* [提供文章]:
学位論文要旨



No 217421
著者(漢字) 橋本,彰
著者(英字)
著者(カナ) ハシモト,アキラ
標題(和) 固体酸化物形燃料電池(SOFC)の加圧下における性能向上と大容量化についての研究
標題(洋)
報告番号 217421
報告番号 乙17421
学位授与日 2010.10.14
学位種別 論文博士
学位種類 博士(工学)
学位記番号 第17421号
研究科
専攻
論文審査委員 主査: 東京大学 教授 加藤,千幸
 東京大学 教授 堤,敦司
 東京大学 教授 鈴木,雄二
 東京大学 教授 鹿園,直毅
 東京大学 特任教授 金子,祥三
 東京大学 准教授 白樫,了
内容要旨 要旨を表示する

l 本論文の背景と目的

1. 1 背景

地球温暖化の問題、また、世界的な人口増加と特にアジアを中心とした経済発展に伴うエネルギー問題は人類が解決すべき最重要の課題である。持続的経済成長とエネルギーセキュリティーの観点からは、化石燃料を高効率発電で使用し、二酸化炭素発生量と消費量を抑えることが重要となる。本論文では、ガスタービンのトッピングに固体酸化物型燃料電池(SOFC:Solid Oxide FuelCell)を設置したトリプル複合発電システムを想定した。図1.1に発電効率の推移を示す。トリプル複合発電システムでは天然ガスを使用した場合、発電効率は65%となり、C02発生量を最高効率のガスタービン複合発電システムから、20%低減できる。石炭ガス化ガスでは熱効率は55%になるが、石炭を使用できることはエネルギーセキュリティー上、大きなメリッ卜となる。

本論文では、究極の発電効率を実現でき、且つ、天然ガスや石炭を燃料として使用できるトリプル複合発電システムの実現を目指し、そのキー技術となる加圧形のSOFCについて述べる。

* [作業内容]:
a) 次の(i)〜(iii)が学位論文要旨と一致するかを、それぞれ「はい」か「いいえ」で答え、判断の決め手となる語句を正確に引用せよ。(i) 天然ガスを使用した場合、トリプル複合発電システムの発電効率は65%である。(ii) 石炭ガス化ガスを使用した場合の熱効率は60%である。(iii) 学位授与日は2010年10月14日である。
b) 学位論文要旨のうち、「l 本論文の背景と目的」を含む語句で始まり「形のSOFCについて述べる。」で終わる部分を、そのまま書き写せ。
記録は参照しなくてよい。

* [提供資料]:
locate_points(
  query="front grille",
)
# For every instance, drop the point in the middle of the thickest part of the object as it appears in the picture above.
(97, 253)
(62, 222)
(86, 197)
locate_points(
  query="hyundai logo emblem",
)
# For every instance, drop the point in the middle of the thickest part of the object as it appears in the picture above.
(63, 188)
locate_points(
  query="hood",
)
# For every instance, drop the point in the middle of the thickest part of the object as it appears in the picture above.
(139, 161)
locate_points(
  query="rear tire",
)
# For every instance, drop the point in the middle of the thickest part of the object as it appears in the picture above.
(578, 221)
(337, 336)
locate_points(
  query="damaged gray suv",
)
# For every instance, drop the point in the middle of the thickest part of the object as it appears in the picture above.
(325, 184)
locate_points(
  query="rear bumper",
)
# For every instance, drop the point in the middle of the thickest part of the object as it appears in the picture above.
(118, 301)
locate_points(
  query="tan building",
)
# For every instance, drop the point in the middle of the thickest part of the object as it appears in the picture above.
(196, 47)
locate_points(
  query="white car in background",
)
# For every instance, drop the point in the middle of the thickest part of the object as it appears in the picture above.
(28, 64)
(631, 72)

* * *

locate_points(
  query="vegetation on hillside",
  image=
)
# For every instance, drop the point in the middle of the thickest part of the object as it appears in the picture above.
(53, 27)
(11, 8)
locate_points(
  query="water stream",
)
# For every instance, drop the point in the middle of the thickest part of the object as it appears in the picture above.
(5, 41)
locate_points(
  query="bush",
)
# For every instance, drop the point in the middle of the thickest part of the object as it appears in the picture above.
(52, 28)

* [各作業の回答]:
a)
(i) はい:「トリプル複合発電システムでは天然ガスを使用した場合、発電効率は65%となり」
(ii) いいえ:「石炭ガス化ガスでは熱効率は55%になる」
(iii) はい:「学位授与日 2010.10.14」

b)
l 本論文の背景と目的

1. 1 背景

地球温暖化の問題、また、世界的な人口増加と特にアジアを中心とした経済発展に伴うエネルギー問題は人類が解決すべき最重要の課題である。持続的経済成長とエネルギーセキュリティーの観点からは、化石燃料を高効率発電で使用し、二酸化炭素発生量と消費量を抑えることが重要となる。本論文では、ガスタービンのトッピングに固体酸化物型燃料電池(SOFC:Solid Oxide FuelCell)を設置したトリプル複合発電システムを想定した。図1.1に発電効率の推移を示す。トリプル複合発電システムでは天然ガスを使用した場合、発電効率は65%となり、C02発生量を最高効率のガスタービン複合発電システムから、20%低減できる。石炭ガス化ガスでは熱効率は55%になるが、石炭を使用できることはエネルギーセキュリティー上、大きなメリッ卜となる。

本論文では、究極の発電効率を実現でき、且つ、天然ガスや石炭を燃料として使用できるトリプル複合発電システムの実現を目指し、そのキー技術となる加圧形のSOFCについて述べる。